#### [PASSAGE TO READ]
BEGIN

Indeed, in a 2005 a study in the journal Neuropharmacology by Tranfaglia and researchers at Columbia University showed that in a common test of an mGluR5 inhibitor, whether audio tones led to seizures, found a treatment resistance effect in mature fragile X mice. Until recently, though, the evidence that patients were acquiring treatment resistance wasn’t abundant, Bear says.

In the new study, Bear’s lab replicated the 2005 findings and showed that treatment resistance emerges in two other assays as well. After initial doses of the mGluR5 inhibitor CTEP caused improvements in neural hyperexcitability in the visual cortex, fragile X mice lost that benefit with chronic dosing over the next few days. Fragile X mice also gave up initial progress after chronic dosing in tamping down protein synthesis in a brain region called the hippocampus that is central for memory formation. The results therefore validate the treatment resistance hypothesis by showing it affecting three different tests that involve three different parts of the brain.

Routing around resistance

“This study suggests answers to important questions from the failed fragile X mGluR5 trials and about the preclinical research that inspired them,” Stoppel says. “It also highlights the kinds of experiments that are essential to consider as other therapeutic strategies are developed for Fragile X or other neurodevelopmental disorders. Defining treatment resistance is just the first step, however. Our next goal is to uncover its mechanism and then generate strategies to bypass it altogether. We have some exciting preliminary hypotheses as this work begins.”

END

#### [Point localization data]
BEGIN

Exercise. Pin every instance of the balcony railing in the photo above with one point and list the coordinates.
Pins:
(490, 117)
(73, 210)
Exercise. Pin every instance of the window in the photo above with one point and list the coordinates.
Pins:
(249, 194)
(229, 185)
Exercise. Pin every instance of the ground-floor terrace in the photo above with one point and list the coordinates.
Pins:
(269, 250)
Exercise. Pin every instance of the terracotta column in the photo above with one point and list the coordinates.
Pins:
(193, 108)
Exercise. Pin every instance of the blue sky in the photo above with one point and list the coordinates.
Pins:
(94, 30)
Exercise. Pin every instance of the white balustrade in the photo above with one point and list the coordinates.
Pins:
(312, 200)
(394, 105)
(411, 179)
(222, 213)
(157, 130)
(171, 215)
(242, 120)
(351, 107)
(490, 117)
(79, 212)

END

#### [ACTIONS TO TAKE]
(a) From the passage on treatment resistance, reproduce verbatim the portion starting at "Indeed, in a" and ending at "abundant, Bear says.".
(b) According to the passage on treatment resistance, which mGluR5 inhibitor did Bear's lab use in the new study?
(c) Extend the passage on treatment resistance beyond its final sentence.

#### [TASK-BY-TASK ANSWERS]
(a)
Indeed, in a 2005 a study in the journal Neuropharmacology by Tranfaglia and researchers at Columbia University showed that in a common test of an mGluR5 inhibitor, whether audio tones led to seizures, found a treatment resistance effect in mature fragile X mice. Until recently, though, the evidence that patients were acquiring treatment resistance wasn’t abundant, Bear says.

(b) CTEP

(c)
Given the evidence that treatment resistance can build, the researchers say, a more effective approach to sustaining benefits from the drugs may be to give patients breaks between doses to allow resistance to subside.

The experiments showing treatment resistance also yielded another important result. In each case, researchers were able to restore the benefits of the medication by adding a drug called CHX, which broadly suppresses protein synthesis. That finding suggests that amid resistance the fragile X mice resumed producing a protein that restored disease symptoms. Bear says a key next step for his lab will be to try to identify that protein.

Treat early, then stop?

The study also followed up on another finding in STM in 2019 by the lab of Peter Kind at the University of Edinborough, which found that administering the drug lovastatin appeared to rescue memory formation and extinction in rats without any signs of treatment resistance. Looking at those results — Bear was a co-author — the MIT team focused on how the first dose was administered to the rats at the young age of five weeks, during a “critical period” of brain development. Bear, Stoppel, and their team reasoned that maybe the first dose produced an enduring effect into adulthood by changing the trajectory of development for the better.

In the new study, the MIT scientists treated some fragile X mice with CTEP a few times 28 days after their birth — roughly equivalent to about 10 years old for humans — and left other Fragile X mice untreated. Then, after no further treatment, when the mice were 60 days of age, the team administered a memory test where the rodents were supposed to first learn that an area was associated with a risk of a mild electric shock, and then learn that the risk had abated. Fragile X mice left untreated during their youth showed difficulty with the test, but fragile X mice who were treated with CTEP while young were much more successful.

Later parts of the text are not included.